TASKS TO PERFORM ▸
1. In the forum thread about finding a breeder who exports, shorten the paragraph that begins "I remember Margaret Nyrvana-Jones from the 1990's" while keeping its main facts.
2. Resume the forum thread about finding a breeder who exports, starting after its final line.

READING TEXT ▸
I am looking for breeders either in Europe or USA or Canad that export.

Price range upto £5,000.

Thanks.


----------



## holland (Jan 11, 2009)

I am sure for L 5000 you'll be able to find a quality breeder


----------



## Gwyllgi (Aug 16, 2017)

True but many do not export.


----------



## carmspack (Feb 2, 2011)

Does Britain still have a quarantine period .

I know that after the Chunnel things eased up somewhat .


----------



## Gwyllgi (Aug 16, 2017)

4 mths quarantine or can come in on pet passport, pup has to be over 16 weeks.


----------



## wolfstraum (May 2, 2003)

there are literally hundreds of breeders in Europe who will send you a puppy and accommodate the pet passport requirements.....finding one to send you a good, stable pup instead of one they want to cull is another matter....I have watched people post about a puppy they are importing over and over and over - all excited to be getting a pup from a world champion or a well known kennel only to watch the reality of being sent a cull play out on this board.....even when warned over and over I remember one girl who was CONVINCED her world champion sired puppy was going to be a great sport dog.......he wasn't. 

You need to network into a breeder or broker through someone known to them.


Good Luck!


Lee


----------



## carmspack (Feb 2, 2011)

I think you can find what you are after right at home !

Many years ago I was on a forum where this breeder was also a member . Her name is Margaret Nyrvana-Jones .

We wrote back and forth many times . I knew people that knew her, professional dog handlers, that were impressed by her .

here is a link to her web site The Lodge Kennels - DDRLines 
The Lodge Kennels - Videos


----------



## Gwyllgi (Aug 16, 2017)

wolfstraum said:


> there are literally hundreds of breeders in Europe who will send you a puppy and accommodate the pet passport requirements.....finding one to send you a good, stable pup instead of one they want to cull is another matter....I have watched people post about a puppy they are importing over and over and over - all excited to be getting a pup from a world champion or a well known kennel only to watch the reality of being sent a cull play out on this board.....even when warned over and over I remember one girl who was CONVINCED her world champion sired puppy was going to be a great sport dog.......he wasn't.
> 
> You need to network into a breeder or broker through someone known to them.
> 
> ...


Yes, that is the reason why I am asking for recommendations; I don’t want to end up with a dog that is good in name only.



carmspack said:


> I think you can find what you are after right at home !
> 
> Many years ago I was on a forum where this breeder was also a member . Her name is Margaret Nyrvana-Jones .
> 
> ...


I remember Margaret Nyrvana-Jones from the 1990's , she bred long coated GSD's 
back then. I know she purchased some DDR and Czech back in 2003 and 2006 but she has added other working lines into the breeding.

I am looking primly for pure line DDR or Czech but if I can not find what I am looking for, I will look into European mixed working lines.

So far I have been in contact with Vom Parchimer Land who has pure DDR lines but looking for more breeders.

It seems that a lot of the DDR were imported by the USA but I can not find a kennel that will export. 

The only Czech kennels I know of is Jinopo.


----------



## carmspack (Feb 2, 2011)

I know Parchimer Land and would recommend them .

they are running out of "pure" ddr lines although that was never a singular goal of theirs.

but look here -- DANG - I wish I hadn't looked -- haus IRIS 

Welpen - Deutsche Schäferhunde "vom Haus Iris"

EXTRACTED DATA ▸
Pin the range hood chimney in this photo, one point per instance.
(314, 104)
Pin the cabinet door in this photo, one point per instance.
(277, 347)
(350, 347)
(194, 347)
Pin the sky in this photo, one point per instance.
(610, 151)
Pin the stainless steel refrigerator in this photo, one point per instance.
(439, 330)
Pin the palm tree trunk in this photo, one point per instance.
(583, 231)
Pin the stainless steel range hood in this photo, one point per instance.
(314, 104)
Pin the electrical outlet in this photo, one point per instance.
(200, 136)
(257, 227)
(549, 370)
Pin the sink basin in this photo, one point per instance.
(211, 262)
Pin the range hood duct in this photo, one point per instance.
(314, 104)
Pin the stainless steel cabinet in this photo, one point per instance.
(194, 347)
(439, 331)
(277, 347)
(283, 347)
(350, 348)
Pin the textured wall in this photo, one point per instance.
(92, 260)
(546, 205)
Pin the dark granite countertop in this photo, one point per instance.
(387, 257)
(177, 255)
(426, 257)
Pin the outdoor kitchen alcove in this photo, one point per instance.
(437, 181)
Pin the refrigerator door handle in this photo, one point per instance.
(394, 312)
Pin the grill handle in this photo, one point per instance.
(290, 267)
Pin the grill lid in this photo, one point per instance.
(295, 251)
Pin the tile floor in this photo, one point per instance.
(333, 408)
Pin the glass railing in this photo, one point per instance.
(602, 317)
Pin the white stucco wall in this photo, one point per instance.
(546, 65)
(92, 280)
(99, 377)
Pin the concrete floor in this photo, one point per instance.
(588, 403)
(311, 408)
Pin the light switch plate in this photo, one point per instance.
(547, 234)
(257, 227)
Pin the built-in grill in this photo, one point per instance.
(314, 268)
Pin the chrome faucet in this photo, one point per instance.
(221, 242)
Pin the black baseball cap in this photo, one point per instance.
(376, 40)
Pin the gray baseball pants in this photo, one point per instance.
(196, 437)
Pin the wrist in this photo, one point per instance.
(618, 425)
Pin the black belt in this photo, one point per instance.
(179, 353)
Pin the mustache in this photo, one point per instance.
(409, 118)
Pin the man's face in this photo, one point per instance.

ANSWERS BELOW ▸
1. In the 1990s, Margaret Nyrvana-Jones bred long-coated GSDs. She bought some DDR and Czech dogs in 2003 and 2006 but has since added other working lines to her breeding.

2.
----------



## Gwyllgi (Aug 16, 2017)

carmspack said:


> I know Parchimer Land and would recommend them .
> 
> they are running out of "pure" ddr lines although that was never a singular goal of theirs.
> 
> ...


Yes, the DDR line is getting thin. I know that he has used WGWL in his last litter but does have the occasional pure DDR line.

I came across vom Haus Iris, the site is in German and I am not sure if they speak English because my German is none existent.


----------



## thegooseman90 (Feb 24, 2017)

Since he's after family/personal protection, and with his budget, wouldn't it be better for him to buy a young started dog from one of these better kennels?


----------



## carmspack (Feb 2, 2011)

Gwyllgi said:


> Yes, the DDR line is getting thin. I know that he has used WGWL in his last litter but does have the occasional pure DDR line.
> 
> I came across vom Haus Iris, the site is in German and I am not sure if they speak English because my German is none existent.


I believe there is younger generation , a son , at haus Iris , same situation at Parchimer Land.

Werner was the original , now all breeding and communication is being handled by the son Michael.

It is not so much that the ddr line is going "thin" -- the thing is that the ddr concept has been taken over by people who have no idea about the dogs - they are merely sticking two dogs together that are ddr , not for purpose.

Parchimer Land and haus IRIS were original.


----------



## Femfa (May 29, 2016)

My girl comes from Jinopo lines. My breeder deals quite exclusively with them. Definitely wouldn't be afraid of contacting them so long as you're honest about your experience and what you want and can invest.


----------



## Jax08 (Feb 13, 2009)

Vikar kennels in the Czech Republic. I know several of their dogs. Vit and Jana are great people.
Vít Glisník - Kennel Vikar

Barnero in Slovakia. Jozef Adamuscin and Dasa Minarikova are great as well. 
http://www.barnero.eu/en/


----------



## carmspack (Feb 2, 2011)

good recommendations Jax .

I love Ozzy Barnero -- he was the real deal . A great specimen and a great breed representative .


----------



## Jax08 (Feb 13, 2009)

Jozef and Dasa are super nice people too. Very ethical and open. I would import a pup from either of those kennels and be confident that I got what I asked for.


----------



## wolfstraum (May 2, 2003)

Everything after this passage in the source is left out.